▸ GIVEN REQUEST: Decide whether each statement agrees with the software security text. Answer yes or no, and quote the words of the text that decide it. 1. Vulnerabilities in applications arise during development. 2. The session on security standards takes place on a Wednesday. 3. The text describes developers as expert hackers.

▸ SUPPLIED TEXT:
* * * *
Business applications are increasingly being opened up to the outside world—bypassing the firewalls designed to protect them and the valuable data they contain. These open applications are subject to greater and greater levels and types of attacks as hackers exploit vulnerabilities within the software.

These vulnerabilities are created during development, and therefore they must be addressed during the software development process. But the individuals best at creating applications are often least knowledgeable at understanding how they can be compromised. Why? Because developers are not intimately involved with the operational aspects of the software, nor are they expert hackers. Developers are largely oblivious to these changes and the dangers they hold. In fact, every trick and technique that hackers employ depends upon a lack of knowledge and understanding by the developer, which the hacker exploits. Essentially, the developer becomes the hacker’s unwitting accomplice.

In this tutorial you will learn how to assess the technical, procedural and organizational issues facing your own team's software security problems, and then leverage your internal resources to build a successful security improvement program. We’ll look at the common traps and pitfalls, covering not only internal development and outsourcing, but spanning the entire application development life cycle. You’ll learn results that work—and get security you can measure.

Tuesday, April 17, 9:00 am - 5:00 pm
T-2. Creating Enterprise Software Security Standards
By John Steven

How secure is “secure enough”? That’s defined by an organization’s security policy. What should a security policy contain? Who writes it? Who approves it? This tutorial will teach you how to create software security policies that really work for your organization.

We will begin with the fundamentals of security policies and show how to capture software security principles to ensure that application developers and managers know what they’re responsible for. From here, we will define what good and bad security standards look like. Should you list technologies, ciphers, algorithms, vendor products? What is most likely to direct architects and developers without constraining their solutions unduly?
* * * *
▸ ROWS:
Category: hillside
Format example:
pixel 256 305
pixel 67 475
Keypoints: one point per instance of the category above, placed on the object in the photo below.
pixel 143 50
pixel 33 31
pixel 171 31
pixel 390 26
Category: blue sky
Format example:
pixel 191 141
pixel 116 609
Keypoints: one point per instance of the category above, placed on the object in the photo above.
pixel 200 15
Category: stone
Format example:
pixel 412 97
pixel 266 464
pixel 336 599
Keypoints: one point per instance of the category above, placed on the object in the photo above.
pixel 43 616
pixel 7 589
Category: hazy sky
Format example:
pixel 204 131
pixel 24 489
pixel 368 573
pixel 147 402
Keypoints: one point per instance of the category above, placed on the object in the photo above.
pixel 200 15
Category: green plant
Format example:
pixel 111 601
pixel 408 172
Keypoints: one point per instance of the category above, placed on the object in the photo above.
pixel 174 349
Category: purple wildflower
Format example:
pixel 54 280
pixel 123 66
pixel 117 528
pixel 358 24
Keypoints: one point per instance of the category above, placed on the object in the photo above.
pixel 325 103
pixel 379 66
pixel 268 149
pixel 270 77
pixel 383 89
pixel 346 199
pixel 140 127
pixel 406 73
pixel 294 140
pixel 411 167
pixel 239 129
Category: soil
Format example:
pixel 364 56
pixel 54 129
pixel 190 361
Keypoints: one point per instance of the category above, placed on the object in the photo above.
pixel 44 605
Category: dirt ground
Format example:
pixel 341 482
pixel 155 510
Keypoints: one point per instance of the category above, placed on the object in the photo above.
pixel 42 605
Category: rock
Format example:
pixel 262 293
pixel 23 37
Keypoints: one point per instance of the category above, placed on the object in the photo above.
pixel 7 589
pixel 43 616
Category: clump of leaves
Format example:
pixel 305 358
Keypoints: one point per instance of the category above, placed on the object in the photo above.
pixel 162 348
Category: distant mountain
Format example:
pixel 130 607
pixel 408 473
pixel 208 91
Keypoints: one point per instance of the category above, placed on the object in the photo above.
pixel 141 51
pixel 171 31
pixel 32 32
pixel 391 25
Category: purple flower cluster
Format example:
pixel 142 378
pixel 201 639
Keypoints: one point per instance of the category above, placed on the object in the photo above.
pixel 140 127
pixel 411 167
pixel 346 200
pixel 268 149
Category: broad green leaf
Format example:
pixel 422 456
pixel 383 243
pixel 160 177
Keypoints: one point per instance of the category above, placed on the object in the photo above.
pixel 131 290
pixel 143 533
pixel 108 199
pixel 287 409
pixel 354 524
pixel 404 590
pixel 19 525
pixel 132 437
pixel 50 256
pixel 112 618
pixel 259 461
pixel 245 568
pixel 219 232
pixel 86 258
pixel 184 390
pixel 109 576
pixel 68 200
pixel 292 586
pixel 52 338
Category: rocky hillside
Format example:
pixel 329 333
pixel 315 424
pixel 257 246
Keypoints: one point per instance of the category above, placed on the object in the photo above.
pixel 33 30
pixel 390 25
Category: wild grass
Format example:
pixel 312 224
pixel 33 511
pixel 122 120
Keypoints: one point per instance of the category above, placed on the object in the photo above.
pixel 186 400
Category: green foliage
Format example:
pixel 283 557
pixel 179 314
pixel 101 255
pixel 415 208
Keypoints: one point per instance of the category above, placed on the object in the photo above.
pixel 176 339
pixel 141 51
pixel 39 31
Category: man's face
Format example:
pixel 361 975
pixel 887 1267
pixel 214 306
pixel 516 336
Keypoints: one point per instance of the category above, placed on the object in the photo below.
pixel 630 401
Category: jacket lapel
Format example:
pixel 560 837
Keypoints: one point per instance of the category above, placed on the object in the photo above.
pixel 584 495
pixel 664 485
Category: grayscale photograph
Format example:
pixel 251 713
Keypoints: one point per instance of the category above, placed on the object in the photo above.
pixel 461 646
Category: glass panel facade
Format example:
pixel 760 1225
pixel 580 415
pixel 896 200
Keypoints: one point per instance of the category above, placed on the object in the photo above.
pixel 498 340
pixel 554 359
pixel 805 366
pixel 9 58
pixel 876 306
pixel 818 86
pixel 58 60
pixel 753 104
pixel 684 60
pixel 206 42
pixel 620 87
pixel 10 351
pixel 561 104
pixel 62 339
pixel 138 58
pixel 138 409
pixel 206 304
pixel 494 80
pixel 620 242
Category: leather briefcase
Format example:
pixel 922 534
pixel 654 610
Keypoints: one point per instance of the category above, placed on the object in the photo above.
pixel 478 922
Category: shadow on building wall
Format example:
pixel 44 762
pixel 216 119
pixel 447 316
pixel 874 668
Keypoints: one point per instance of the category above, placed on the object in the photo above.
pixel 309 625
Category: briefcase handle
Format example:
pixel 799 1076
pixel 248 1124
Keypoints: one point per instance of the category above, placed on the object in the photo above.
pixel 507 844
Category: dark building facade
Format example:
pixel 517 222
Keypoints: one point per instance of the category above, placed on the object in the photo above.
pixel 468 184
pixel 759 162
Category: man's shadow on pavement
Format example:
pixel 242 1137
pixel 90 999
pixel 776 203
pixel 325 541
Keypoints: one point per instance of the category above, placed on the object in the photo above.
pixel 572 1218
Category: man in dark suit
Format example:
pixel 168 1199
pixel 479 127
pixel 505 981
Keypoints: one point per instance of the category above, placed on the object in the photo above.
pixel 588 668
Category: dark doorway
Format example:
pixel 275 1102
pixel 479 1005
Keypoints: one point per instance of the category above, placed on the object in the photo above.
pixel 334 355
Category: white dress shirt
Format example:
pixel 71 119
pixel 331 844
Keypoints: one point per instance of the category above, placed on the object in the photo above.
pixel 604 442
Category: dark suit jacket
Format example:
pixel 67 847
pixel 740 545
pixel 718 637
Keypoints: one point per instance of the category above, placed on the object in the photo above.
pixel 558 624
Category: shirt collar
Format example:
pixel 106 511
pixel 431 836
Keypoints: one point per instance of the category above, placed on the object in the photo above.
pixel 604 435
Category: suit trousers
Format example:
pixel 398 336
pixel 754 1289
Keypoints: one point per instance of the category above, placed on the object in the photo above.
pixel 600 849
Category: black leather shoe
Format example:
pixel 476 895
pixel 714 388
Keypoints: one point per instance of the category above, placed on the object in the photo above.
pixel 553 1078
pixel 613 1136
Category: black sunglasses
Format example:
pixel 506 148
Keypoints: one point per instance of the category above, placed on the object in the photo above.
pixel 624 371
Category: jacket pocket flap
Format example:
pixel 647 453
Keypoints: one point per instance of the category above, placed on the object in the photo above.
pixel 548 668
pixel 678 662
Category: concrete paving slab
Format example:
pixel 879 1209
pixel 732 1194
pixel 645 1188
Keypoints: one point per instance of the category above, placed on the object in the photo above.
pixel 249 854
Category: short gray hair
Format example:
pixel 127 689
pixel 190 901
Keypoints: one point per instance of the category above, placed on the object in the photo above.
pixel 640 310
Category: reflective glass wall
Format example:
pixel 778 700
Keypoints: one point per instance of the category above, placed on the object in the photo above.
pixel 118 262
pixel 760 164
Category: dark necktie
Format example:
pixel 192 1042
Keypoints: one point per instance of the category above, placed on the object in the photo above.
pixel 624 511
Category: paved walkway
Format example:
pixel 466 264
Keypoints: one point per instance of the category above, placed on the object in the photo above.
* * * *
▸ EXERCISE OUTPUT:
1. Yes: "These vulnerabilities are created during development"
2. No: "Tuesday, April 17, 9:00 am - 5:00 pm"
3. No: "nor are they expert hackers"